**What you have to do**
Whatever runs from the line with "Pretty please, detect the knee" to the end of the records below must be copied exactly, with nothing else included.

Referring expression grounding data
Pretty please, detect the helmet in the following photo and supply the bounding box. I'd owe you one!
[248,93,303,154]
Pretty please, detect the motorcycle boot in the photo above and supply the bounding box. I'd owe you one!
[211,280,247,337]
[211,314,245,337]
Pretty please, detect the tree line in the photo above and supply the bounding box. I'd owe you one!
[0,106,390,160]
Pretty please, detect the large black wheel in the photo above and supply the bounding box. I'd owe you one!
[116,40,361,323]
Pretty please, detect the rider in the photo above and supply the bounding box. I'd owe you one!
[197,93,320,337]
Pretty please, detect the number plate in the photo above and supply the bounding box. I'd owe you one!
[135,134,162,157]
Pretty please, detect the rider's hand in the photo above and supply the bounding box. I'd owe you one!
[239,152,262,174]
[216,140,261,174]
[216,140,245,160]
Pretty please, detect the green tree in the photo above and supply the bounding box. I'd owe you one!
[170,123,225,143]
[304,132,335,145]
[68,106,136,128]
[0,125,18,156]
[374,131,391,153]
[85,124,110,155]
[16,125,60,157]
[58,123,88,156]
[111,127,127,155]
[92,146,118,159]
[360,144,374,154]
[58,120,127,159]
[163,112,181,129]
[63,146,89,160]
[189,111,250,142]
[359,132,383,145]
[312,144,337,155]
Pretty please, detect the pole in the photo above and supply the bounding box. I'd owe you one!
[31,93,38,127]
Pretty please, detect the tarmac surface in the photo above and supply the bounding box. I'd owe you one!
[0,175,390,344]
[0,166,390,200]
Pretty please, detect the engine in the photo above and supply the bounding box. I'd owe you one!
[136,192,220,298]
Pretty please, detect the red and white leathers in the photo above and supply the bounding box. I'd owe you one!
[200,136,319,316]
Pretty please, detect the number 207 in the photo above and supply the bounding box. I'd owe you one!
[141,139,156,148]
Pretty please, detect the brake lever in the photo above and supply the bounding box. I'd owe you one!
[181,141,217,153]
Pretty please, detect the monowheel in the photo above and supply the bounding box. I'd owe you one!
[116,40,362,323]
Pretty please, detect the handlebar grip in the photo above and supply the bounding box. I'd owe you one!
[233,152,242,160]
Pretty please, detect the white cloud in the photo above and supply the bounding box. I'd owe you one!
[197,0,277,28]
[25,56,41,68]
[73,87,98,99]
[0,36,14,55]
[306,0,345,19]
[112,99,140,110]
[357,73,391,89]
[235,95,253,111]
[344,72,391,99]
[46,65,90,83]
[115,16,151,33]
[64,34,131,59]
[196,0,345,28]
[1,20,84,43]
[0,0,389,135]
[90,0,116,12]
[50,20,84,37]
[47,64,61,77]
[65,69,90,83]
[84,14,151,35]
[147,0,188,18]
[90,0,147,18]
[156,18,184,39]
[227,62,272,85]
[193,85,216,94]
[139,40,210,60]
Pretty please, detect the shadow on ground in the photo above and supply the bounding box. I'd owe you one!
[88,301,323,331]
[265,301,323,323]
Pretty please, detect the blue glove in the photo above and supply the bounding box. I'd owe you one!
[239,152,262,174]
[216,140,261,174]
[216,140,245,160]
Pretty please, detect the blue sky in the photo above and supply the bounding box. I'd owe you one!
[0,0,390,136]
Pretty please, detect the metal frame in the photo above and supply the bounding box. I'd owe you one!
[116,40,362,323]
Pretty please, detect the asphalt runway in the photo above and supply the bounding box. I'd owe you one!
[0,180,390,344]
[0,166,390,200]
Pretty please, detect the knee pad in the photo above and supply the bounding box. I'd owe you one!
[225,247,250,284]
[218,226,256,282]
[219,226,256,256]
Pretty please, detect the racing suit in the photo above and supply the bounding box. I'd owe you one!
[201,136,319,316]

**Written response**
Pretty please, detect the knee pad in the photo above and supply the bounding box. I'd owe you one!
[225,247,250,284]
[218,226,256,282]
[219,226,256,256]
Pretty please, detect the racing suit in the photo above and supply the bounding box. I'd owe you one!
[201,136,319,316]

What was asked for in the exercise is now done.